• _GIVEN PASSAGE_:
══════════

Oh nonsense. Yes, bankers deserve blame. But I was in Phoenix during the bubble, and I know tons of people who knew very well that this was a gamble. Bankers should pay, but so should the homeowners - speculators! - who thought they could flip a home before the adjustable rates kicked in. See my reply to Ocean.
AemJeff wrote on 10/04/2008 at 07:56 PM
Re: The Week in Blog: Criticizing Your Own Team
Quoting Ocean: Yes, I see your point and agree. I can also see by reading other posts that identifying this issue can be misleading and some may generalize too quickly. The reality is that the solution doesn't lie in blaming individuals who anecdotally may have contributed to this mess. The root of the problem still resides in a deregulated industry where there were no safeguards and deception became the rule of the game. Yeah. Precisely.

══════════

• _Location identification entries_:

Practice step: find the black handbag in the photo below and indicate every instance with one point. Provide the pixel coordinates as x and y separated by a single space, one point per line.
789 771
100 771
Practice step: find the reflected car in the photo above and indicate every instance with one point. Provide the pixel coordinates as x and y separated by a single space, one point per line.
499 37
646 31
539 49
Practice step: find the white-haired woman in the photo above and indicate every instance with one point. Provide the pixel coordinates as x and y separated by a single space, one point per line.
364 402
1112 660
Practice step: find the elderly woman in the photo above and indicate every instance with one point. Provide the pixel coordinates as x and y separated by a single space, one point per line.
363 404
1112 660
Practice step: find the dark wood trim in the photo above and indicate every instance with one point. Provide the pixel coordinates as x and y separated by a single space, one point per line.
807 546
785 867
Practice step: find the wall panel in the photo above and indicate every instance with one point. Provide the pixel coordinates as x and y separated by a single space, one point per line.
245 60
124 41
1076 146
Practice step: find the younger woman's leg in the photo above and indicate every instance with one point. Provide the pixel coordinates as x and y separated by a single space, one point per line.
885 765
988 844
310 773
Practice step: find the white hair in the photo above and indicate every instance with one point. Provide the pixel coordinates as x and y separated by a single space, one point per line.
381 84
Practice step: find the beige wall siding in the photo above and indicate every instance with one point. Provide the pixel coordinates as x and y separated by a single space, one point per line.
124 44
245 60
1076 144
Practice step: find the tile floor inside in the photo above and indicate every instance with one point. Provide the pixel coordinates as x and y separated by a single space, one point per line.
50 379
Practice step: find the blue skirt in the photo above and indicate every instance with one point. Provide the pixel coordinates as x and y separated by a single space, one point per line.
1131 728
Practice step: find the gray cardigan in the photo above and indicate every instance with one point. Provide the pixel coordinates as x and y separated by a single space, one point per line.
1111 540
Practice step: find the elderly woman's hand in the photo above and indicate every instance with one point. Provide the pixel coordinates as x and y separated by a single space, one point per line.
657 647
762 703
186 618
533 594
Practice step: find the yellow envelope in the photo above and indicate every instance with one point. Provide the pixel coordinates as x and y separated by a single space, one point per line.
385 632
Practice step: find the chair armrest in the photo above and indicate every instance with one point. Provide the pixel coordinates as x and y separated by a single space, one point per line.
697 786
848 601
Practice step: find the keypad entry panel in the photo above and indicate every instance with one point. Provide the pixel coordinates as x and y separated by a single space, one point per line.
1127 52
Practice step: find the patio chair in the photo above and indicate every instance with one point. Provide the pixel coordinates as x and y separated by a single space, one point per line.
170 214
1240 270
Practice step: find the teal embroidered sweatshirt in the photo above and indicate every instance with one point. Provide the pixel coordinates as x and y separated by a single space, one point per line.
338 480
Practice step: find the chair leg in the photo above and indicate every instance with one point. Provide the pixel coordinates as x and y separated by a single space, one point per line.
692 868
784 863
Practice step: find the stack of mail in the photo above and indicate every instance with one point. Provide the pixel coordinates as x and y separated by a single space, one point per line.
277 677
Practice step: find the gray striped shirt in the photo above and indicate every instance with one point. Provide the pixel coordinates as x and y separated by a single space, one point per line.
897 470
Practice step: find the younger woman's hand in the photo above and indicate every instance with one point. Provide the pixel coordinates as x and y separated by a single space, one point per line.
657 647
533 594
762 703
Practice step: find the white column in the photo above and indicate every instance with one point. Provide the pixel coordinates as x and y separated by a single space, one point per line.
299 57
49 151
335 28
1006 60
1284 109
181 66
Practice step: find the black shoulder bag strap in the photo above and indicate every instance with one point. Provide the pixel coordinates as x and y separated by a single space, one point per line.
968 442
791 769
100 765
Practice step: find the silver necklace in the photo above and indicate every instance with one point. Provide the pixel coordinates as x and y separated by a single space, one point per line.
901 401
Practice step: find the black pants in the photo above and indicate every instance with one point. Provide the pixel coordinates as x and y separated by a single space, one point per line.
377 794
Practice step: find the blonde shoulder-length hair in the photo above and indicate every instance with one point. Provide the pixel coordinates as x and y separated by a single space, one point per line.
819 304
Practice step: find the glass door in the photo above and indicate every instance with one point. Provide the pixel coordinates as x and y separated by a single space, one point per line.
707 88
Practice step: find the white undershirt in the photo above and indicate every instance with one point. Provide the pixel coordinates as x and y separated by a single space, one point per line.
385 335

══════════

• _TASK DIRECTIONS_: Carry on the forum thread about who deserves blame for the housing bubble, picking up right after its last line.

• _ANSWER TO THIS TASK_:
nikkibong wrote on 10/04/2008 at 08:06 PM
Re: The Week in Blog: Criticizing Your Own Team
Why is "criticizing ones own team" considered such a virtue? Andrew Sullivan even gives one of his "awards" for it. (No, even I don't know why I continue to read him.) More often than not, "criticizing ones own team" is merely a show of self aggrandizment. (Read: Lieberman, Joe.) Or, it's what spineless politicians with no real ideology do, and then cast it as a heroic act. (Read: Lieberman, Joe.)
John M wrote on 10/04/2008 at 08:07 PM
I have suspended suspending the suspension of the suspension of my campaign
Dear My Georgian Friends Armando (do you have a Green Card?) and Conn,
I'm back from all that economic bailout business and on to more important stuff, like preventing a traitor and a coward from becoming president of the greatest country in the history of the galaxy (Georgia is in second place).
HERE'S SOME STRAIGHT TALK: Joe Sixpack doesn't compute numbers bigger than the price of a dozen doughnuts, so forget about 700 million or trillion dollars or Euros or whatever.
Besides, the Democrat Party has stuffed the bill full of pork and earmarks. You can put lipstick on a pig, but it's still a pig.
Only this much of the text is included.